- _What you have to do_: Please convert all the entries below into a single numbered list with one line per item, skipping any blank lines. Leave the pictures out of your list.

(Bounding box data excerpts)
------------------------

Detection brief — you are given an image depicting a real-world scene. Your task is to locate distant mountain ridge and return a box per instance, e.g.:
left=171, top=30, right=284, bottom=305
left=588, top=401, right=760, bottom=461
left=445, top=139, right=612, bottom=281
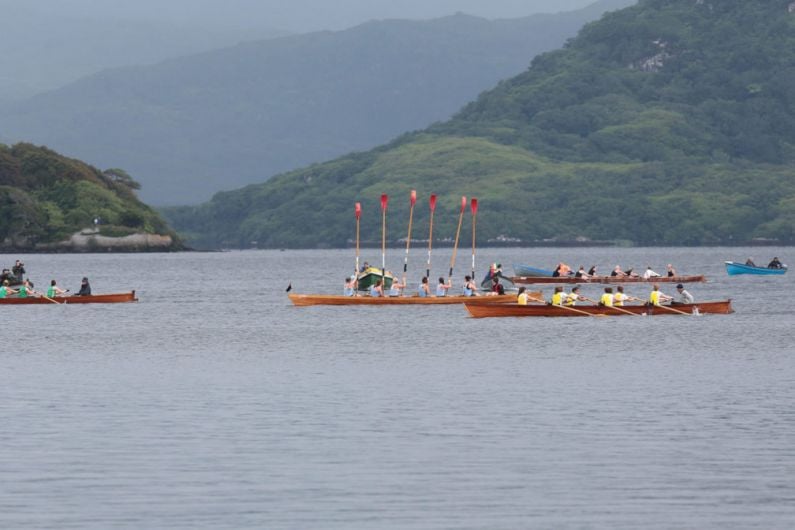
left=0, top=0, right=632, bottom=204
left=166, top=0, right=795, bottom=247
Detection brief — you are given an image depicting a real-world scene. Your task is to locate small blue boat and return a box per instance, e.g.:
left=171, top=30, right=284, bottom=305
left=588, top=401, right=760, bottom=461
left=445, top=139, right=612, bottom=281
left=513, top=263, right=554, bottom=278
left=726, top=261, right=787, bottom=276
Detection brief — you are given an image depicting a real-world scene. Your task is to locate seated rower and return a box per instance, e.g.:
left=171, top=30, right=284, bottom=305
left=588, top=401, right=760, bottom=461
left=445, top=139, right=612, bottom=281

------------------------

- _Correct output_:
1. Detection brief — you are given an image depicting a real-world scene. Your task is to locate distant mountain ridge and return a box per instance, e.g.:
2. left=171, top=30, right=284, bottom=305
3. left=588, top=401, right=760, bottom=461
4. left=445, top=139, right=612, bottom=281
5. left=0, top=0, right=632, bottom=204
6. left=166, top=0, right=795, bottom=247
7. Detection brief — you are given an image depicting a real-world scene. Your task is to locate small blue boat and return a box per instance, e.g.:
8. left=171, top=30, right=284, bottom=305
9. left=588, top=401, right=760, bottom=461
10. left=445, top=139, right=612, bottom=281
11. left=513, top=263, right=554, bottom=278
12. left=726, top=261, right=787, bottom=276
13. Detection brief — you are given an image depicting a real-world scene. Your task is to locate seated rower and return a box per instance, e.g.:
14. left=171, top=30, right=284, bottom=305
15. left=588, top=401, right=760, bottom=461
16. left=445, top=139, right=612, bottom=281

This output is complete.